SELECT ⟨aggregate_function⟩(⟨arg⟩, ⟨sep⟩ ORDER BY ⟨ordering_criteria⟩);
This clause ensures that the values being aggregated are sorted before applying the function.
Most aggregate functions are order-insensitive, and for them this clause is parsed and discarded.
However, there are some order-sensitive aggregates that can have non-deterministic results without ordering, e.g., first
, last
, list
and string_agg
/ group_concat
/ listagg
.
These can be made deterministic by ordering the arguments.
For example:
CREATE TABLE tbl AS
SELECT s FROM range(1, 4) r(s);
SELECT string_agg(s, ', ' ORDER BY s DESC) AS countdown
FROM tbl;
The table below shows the available general aggregate functions.

**Extracted data entries:**
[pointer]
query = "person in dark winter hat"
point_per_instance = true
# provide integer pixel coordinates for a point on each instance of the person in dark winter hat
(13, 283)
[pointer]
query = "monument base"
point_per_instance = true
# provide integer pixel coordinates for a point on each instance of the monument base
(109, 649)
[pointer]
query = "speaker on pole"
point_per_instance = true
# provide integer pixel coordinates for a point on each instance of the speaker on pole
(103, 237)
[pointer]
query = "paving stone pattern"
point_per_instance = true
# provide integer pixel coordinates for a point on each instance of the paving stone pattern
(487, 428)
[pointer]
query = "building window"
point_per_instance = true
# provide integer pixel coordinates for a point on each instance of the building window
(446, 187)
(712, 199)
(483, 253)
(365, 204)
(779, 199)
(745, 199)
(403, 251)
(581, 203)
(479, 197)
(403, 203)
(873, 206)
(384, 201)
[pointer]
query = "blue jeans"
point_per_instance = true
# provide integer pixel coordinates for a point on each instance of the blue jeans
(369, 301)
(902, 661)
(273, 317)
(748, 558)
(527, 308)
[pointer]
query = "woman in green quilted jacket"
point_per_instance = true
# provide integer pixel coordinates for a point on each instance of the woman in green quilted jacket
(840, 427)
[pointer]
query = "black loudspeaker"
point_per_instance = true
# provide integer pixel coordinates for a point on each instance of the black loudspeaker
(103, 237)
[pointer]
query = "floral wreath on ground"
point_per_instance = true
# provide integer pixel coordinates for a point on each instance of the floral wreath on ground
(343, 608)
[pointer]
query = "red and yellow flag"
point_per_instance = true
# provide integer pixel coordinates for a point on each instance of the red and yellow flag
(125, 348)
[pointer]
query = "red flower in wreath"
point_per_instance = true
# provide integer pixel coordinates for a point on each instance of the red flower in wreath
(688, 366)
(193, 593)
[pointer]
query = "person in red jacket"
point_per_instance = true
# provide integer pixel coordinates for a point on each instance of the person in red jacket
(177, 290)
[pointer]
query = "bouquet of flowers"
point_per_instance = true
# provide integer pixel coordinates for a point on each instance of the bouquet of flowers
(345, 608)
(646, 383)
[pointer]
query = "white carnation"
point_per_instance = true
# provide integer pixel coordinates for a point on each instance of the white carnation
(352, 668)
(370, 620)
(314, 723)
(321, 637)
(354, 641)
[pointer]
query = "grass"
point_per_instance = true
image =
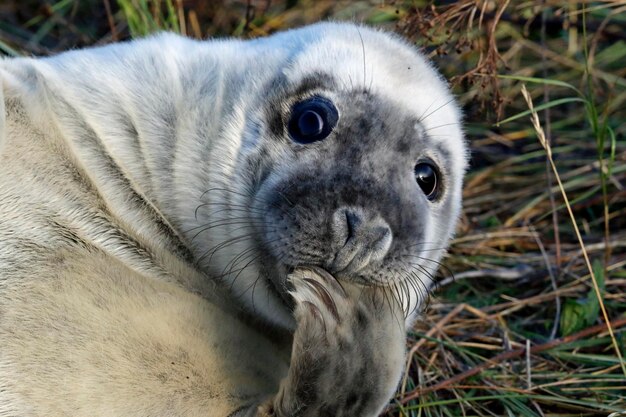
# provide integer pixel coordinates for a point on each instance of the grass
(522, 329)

--

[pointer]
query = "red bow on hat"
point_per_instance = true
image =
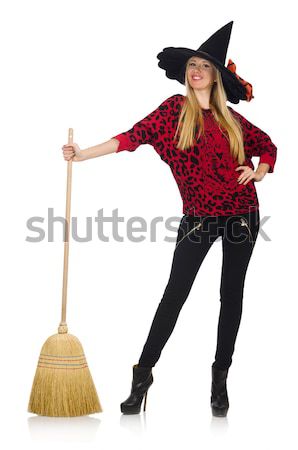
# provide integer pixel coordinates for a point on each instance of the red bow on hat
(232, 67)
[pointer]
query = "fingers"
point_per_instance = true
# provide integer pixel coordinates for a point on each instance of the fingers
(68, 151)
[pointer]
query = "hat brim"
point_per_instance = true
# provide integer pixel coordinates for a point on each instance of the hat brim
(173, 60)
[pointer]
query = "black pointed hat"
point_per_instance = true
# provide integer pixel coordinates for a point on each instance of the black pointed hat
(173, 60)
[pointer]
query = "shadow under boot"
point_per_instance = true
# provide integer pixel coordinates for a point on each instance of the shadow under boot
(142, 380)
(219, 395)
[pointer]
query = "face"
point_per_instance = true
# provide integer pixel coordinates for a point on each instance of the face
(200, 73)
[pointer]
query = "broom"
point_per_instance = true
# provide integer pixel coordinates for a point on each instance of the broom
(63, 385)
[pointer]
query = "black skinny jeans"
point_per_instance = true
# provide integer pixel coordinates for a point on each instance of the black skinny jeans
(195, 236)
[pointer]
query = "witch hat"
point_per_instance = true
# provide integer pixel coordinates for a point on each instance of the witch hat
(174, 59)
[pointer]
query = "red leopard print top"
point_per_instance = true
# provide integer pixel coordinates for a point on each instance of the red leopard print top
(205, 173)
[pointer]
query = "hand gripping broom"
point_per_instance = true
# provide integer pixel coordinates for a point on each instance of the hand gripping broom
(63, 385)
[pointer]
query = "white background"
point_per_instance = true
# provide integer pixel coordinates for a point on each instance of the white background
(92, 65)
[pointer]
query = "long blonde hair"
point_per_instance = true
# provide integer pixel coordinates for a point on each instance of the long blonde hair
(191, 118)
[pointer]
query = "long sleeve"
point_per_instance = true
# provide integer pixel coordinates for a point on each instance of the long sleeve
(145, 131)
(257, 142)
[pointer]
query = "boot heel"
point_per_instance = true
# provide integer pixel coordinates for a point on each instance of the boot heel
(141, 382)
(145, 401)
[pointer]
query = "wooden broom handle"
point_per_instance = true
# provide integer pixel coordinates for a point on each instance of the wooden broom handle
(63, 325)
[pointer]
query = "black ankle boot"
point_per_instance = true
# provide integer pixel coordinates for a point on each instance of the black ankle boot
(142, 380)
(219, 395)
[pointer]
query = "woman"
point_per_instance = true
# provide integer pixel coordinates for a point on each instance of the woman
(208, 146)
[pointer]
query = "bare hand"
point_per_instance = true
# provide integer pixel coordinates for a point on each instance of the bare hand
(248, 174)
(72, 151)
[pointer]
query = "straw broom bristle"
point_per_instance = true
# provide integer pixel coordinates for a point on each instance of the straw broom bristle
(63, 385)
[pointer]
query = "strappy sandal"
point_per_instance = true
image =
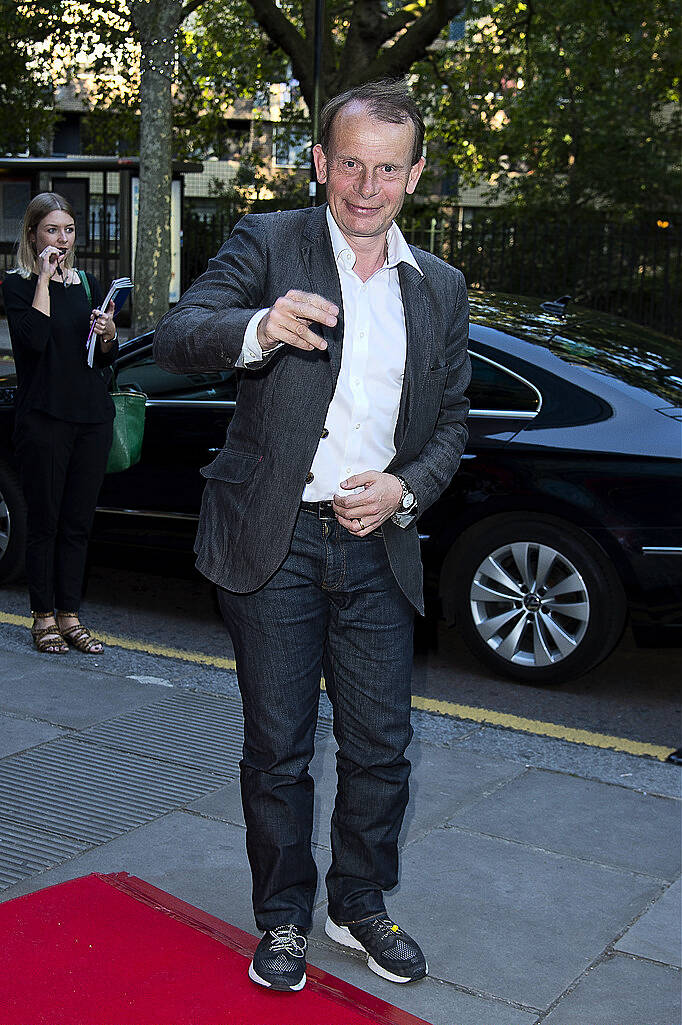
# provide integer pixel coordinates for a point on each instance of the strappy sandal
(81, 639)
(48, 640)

**GOAL OF THE EXERCISE:**
In the text on ordering within aggregate functions, what happens to the ordering clause when the aggregate function is order-insensitive?

**ANSWER:**
It is parsed and discarded.